Report each line below that contains the string "flower", copying every such line in full.

Recorded data:
▬▬▬▬▬▬
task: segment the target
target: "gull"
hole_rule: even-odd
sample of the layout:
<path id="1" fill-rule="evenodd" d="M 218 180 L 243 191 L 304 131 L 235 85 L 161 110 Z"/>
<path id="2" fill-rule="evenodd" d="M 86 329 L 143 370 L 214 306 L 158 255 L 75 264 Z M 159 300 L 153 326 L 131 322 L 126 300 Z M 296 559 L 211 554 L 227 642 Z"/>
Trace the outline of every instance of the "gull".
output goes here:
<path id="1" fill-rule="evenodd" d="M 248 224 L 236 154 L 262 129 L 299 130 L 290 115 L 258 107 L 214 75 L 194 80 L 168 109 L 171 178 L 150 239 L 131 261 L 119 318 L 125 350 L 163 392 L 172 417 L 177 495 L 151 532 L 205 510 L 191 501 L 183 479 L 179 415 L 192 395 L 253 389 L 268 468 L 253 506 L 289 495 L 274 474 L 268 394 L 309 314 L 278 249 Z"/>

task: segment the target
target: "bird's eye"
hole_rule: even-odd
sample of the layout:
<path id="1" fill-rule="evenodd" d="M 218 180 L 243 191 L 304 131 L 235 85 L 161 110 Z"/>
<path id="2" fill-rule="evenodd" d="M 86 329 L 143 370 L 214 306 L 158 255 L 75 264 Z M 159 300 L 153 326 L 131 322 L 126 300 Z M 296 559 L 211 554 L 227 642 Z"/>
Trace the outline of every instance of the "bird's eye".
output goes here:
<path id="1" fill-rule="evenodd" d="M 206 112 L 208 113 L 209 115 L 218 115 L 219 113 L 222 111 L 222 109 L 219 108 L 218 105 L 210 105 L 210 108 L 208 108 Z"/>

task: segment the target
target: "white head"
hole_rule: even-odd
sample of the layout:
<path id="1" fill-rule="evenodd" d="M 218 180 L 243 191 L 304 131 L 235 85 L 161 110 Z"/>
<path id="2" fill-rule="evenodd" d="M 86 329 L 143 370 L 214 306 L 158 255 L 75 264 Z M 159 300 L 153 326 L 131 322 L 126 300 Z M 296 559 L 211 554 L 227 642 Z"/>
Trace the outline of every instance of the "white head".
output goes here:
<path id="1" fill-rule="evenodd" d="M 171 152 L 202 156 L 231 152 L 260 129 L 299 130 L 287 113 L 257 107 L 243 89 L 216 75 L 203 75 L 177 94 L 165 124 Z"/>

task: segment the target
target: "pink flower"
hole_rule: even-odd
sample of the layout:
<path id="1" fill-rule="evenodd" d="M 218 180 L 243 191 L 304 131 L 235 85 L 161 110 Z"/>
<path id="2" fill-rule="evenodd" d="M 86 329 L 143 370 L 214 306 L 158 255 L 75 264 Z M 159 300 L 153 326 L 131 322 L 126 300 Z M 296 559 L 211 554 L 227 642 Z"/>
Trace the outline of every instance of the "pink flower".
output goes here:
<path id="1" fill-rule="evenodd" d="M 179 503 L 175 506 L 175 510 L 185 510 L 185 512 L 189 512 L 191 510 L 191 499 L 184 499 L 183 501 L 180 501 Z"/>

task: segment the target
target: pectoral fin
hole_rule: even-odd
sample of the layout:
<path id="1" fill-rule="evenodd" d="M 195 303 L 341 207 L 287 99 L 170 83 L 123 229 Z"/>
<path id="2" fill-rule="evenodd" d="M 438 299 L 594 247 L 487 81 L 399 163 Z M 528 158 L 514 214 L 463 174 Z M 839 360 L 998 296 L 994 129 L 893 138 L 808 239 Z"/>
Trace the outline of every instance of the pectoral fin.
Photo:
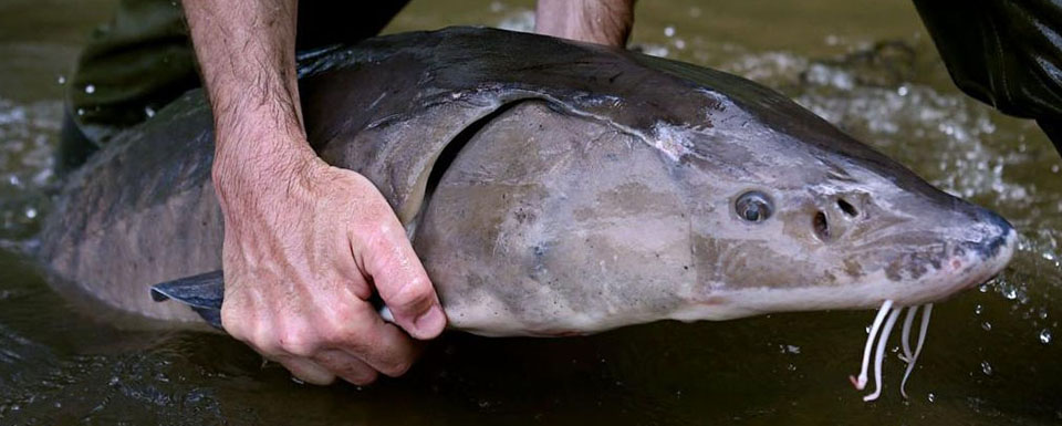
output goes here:
<path id="1" fill-rule="evenodd" d="M 225 330 L 221 328 L 225 278 L 220 270 L 152 285 L 152 299 L 156 302 L 173 299 L 187 304 L 207 323 Z"/>

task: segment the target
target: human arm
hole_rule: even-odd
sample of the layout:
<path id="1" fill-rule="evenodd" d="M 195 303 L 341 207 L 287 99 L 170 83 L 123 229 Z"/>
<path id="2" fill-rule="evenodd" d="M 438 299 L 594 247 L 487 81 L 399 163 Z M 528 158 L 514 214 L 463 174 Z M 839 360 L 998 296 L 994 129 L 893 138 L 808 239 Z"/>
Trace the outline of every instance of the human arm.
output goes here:
<path id="1" fill-rule="evenodd" d="M 438 335 L 445 314 L 375 186 L 306 143 L 296 1 L 184 8 L 215 117 L 226 331 L 310 383 L 402 374 L 418 352 L 409 336 Z M 374 291 L 397 326 L 368 302 Z"/>
<path id="2" fill-rule="evenodd" d="M 634 0 L 539 0 L 534 32 L 623 48 L 634 25 Z"/>

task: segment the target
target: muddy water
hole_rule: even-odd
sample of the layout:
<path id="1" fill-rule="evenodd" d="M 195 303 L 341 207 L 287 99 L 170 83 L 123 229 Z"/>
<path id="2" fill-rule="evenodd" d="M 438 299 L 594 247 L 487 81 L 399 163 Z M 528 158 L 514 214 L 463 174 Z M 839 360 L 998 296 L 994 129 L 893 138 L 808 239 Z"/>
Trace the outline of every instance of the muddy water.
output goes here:
<path id="1" fill-rule="evenodd" d="M 15 253 L 53 185 L 63 81 L 110 0 L 0 0 L 0 424 L 1058 424 L 1062 162 L 1029 122 L 956 91 L 903 1 L 639 4 L 633 44 L 757 80 L 1009 218 L 997 280 L 937 305 L 919 366 L 857 371 L 871 312 L 658 323 L 563 340 L 434 342 L 407 376 L 303 386 L 223 336 L 114 330 Z M 530 2 L 414 1 L 387 31 L 531 25 Z"/>

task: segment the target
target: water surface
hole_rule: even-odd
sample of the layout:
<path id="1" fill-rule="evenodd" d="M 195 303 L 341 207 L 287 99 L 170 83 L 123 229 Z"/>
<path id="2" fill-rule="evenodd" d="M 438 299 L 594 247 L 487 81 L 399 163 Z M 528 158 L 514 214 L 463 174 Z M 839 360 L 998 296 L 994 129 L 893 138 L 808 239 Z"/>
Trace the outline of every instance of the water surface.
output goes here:
<path id="1" fill-rule="evenodd" d="M 579 339 L 450 333 L 405 377 L 296 384 L 219 335 L 82 315 L 17 256 L 54 185 L 63 82 L 112 0 L 0 1 L 0 424 L 1058 424 L 1062 176 L 1037 127 L 950 83 L 910 3 L 656 0 L 633 45 L 798 100 L 1021 231 L 997 280 L 940 303 L 908 383 L 889 346 L 874 403 L 847 382 L 872 312 L 656 323 Z M 414 1 L 388 32 L 527 30 L 530 1 Z"/>

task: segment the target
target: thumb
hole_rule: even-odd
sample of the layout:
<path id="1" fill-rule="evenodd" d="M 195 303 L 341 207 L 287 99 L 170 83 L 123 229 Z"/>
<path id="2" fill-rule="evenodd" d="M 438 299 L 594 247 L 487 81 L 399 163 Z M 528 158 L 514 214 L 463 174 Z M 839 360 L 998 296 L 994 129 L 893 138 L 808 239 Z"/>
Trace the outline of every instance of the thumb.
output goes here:
<path id="1" fill-rule="evenodd" d="M 365 272 L 373 278 L 395 323 L 420 340 L 433 339 L 442 332 L 446 314 L 400 226 L 385 227 L 369 250 L 363 253 L 363 259 Z"/>

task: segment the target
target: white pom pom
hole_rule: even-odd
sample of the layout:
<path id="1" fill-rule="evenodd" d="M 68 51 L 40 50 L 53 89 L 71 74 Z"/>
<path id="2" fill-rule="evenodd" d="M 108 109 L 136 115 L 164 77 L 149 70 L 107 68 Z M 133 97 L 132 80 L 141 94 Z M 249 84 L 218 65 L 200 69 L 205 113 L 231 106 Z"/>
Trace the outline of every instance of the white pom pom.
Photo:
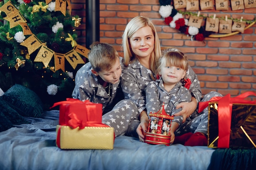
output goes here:
<path id="1" fill-rule="evenodd" d="M 199 32 L 199 29 L 193 26 L 190 26 L 189 27 L 189 33 L 191 35 L 195 35 Z"/>
<path id="2" fill-rule="evenodd" d="M 47 92 L 50 95 L 55 95 L 58 92 L 58 86 L 55 84 L 51 84 L 47 87 Z"/>
<path id="3" fill-rule="evenodd" d="M 171 28 L 175 28 L 175 27 L 176 27 L 176 23 L 175 23 L 175 21 L 173 20 L 171 22 L 170 22 L 169 25 L 170 25 L 170 26 L 171 26 Z"/>
<path id="4" fill-rule="evenodd" d="M 189 20 L 187 19 L 184 19 L 184 20 L 185 20 L 185 25 L 188 25 L 188 24 L 189 24 Z"/>
<path id="5" fill-rule="evenodd" d="M 173 8 L 173 6 L 170 5 L 162 5 L 159 9 L 159 14 L 164 18 L 168 17 L 171 13 Z"/>
<path id="6" fill-rule="evenodd" d="M 73 75 L 73 72 L 70 72 L 68 71 L 67 73 L 67 75 L 68 75 L 68 77 L 73 79 L 74 78 L 74 76 Z"/>

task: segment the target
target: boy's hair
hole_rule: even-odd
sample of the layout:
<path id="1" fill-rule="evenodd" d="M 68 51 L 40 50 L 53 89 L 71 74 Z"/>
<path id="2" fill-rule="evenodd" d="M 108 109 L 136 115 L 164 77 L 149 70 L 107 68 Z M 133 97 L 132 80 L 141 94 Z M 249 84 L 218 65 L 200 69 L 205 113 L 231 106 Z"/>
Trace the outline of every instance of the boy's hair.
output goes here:
<path id="1" fill-rule="evenodd" d="M 166 66 L 174 66 L 187 71 L 189 63 L 186 56 L 177 49 L 172 49 L 164 53 L 157 62 L 156 74 L 159 74 L 161 68 Z"/>
<path id="2" fill-rule="evenodd" d="M 119 60 L 117 51 L 108 44 L 95 42 L 90 47 L 91 50 L 88 54 L 88 60 L 93 70 L 97 72 L 109 70 L 117 60 Z"/>
<path id="3" fill-rule="evenodd" d="M 127 24 L 122 36 L 122 48 L 124 50 L 124 65 L 127 66 L 135 55 L 130 45 L 130 39 L 139 29 L 146 26 L 150 26 L 155 37 L 154 48 L 151 54 L 150 69 L 155 72 L 156 70 L 156 61 L 161 56 L 160 42 L 155 28 L 149 18 L 143 16 L 138 16 L 132 18 Z"/>

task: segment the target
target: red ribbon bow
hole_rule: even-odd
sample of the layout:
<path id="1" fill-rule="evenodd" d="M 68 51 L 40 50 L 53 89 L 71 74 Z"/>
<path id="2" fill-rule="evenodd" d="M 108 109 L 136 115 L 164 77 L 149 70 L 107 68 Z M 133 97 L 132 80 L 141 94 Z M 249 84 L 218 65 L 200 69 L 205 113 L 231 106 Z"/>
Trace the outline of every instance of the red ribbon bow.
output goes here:
<path id="1" fill-rule="evenodd" d="M 256 94 L 249 91 L 235 97 L 231 97 L 230 94 L 223 97 L 215 97 L 207 102 L 199 102 L 199 113 L 201 112 L 209 105 L 210 102 L 218 102 L 218 123 L 219 139 L 218 147 L 219 148 L 229 148 L 231 128 L 232 107 L 234 103 L 255 104 L 256 100 L 250 101 L 244 99 L 249 96 L 256 96 Z"/>

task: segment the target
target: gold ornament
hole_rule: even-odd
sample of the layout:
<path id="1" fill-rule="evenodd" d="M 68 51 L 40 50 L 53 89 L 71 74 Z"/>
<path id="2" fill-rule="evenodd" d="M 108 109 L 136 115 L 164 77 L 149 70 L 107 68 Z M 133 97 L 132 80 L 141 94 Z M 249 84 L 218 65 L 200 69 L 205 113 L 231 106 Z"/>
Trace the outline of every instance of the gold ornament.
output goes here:
<path id="1" fill-rule="evenodd" d="M 74 40 L 74 39 L 73 39 L 73 37 L 72 37 L 72 36 L 71 36 L 71 35 L 70 35 L 70 33 L 67 33 L 67 34 L 68 35 L 68 36 L 70 37 L 69 38 L 66 38 L 65 39 L 65 41 L 71 41 L 71 45 L 72 46 L 72 47 L 74 47 L 75 46 L 76 46 L 76 45 L 77 45 L 77 43 L 76 43 L 76 41 L 75 41 Z"/>
<path id="2" fill-rule="evenodd" d="M 81 22 L 82 18 L 76 18 L 74 17 L 72 17 L 72 20 L 75 20 L 75 26 L 78 27 L 79 25 L 81 24 L 80 22 Z"/>
<path id="3" fill-rule="evenodd" d="M 39 11 L 39 9 L 41 9 L 41 10 L 45 12 L 46 12 L 47 8 L 48 5 L 46 5 L 44 6 L 43 6 L 43 2 L 40 2 L 38 3 L 39 5 L 35 5 L 33 7 L 33 9 L 31 13 L 33 13 L 34 12 L 38 12 Z"/>
<path id="4" fill-rule="evenodd" d="M 13 37 L 10 37 L 10 33 L 8 32 L 6 33 L 6 38 L 7 38 L 9 41 L 10 41 L 11 40 L 13 39 Z"/>
<path id="5" fill-rule="evenodd" d="M 16 62 L 17 63 L 15 64 L 15 68 L 16 70 L 18 70 L 18 68 L 20 66 L 20 67 L 23 67 L 25 66 L 25 62 L 26 60 L 21 60 L 19 58 L 17 58 L 16 59 Z"/>

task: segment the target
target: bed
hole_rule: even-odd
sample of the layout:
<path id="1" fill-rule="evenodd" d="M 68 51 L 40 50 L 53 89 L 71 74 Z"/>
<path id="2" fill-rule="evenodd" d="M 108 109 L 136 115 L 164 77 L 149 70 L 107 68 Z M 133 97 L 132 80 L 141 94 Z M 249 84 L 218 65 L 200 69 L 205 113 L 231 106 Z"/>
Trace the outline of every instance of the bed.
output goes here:
<path id="1" fill-rule="evenodd" d="M 252 170 L 256 166 L 255 149 L 153 145 L 126 136 L 115 138 L 113 150 L 61 150 L 56 144 L 59 113 L 54 110 L 37 117 L 23 116 L 26 123 L 0 132 L 0 169 Z"/>

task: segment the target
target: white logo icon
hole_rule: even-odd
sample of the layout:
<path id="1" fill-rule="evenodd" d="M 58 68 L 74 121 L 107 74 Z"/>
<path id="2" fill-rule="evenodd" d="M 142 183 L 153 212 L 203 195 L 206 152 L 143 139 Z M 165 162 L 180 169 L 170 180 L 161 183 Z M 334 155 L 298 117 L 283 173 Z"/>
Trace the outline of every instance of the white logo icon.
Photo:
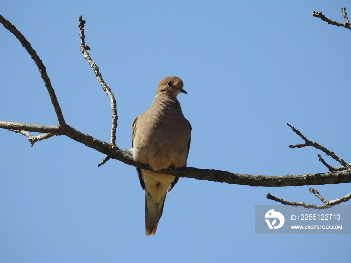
▬▬▬▬▬▬
**Answer to the problem:**
target: "pink flower"
Trace the outline of every instance of the "pink flower".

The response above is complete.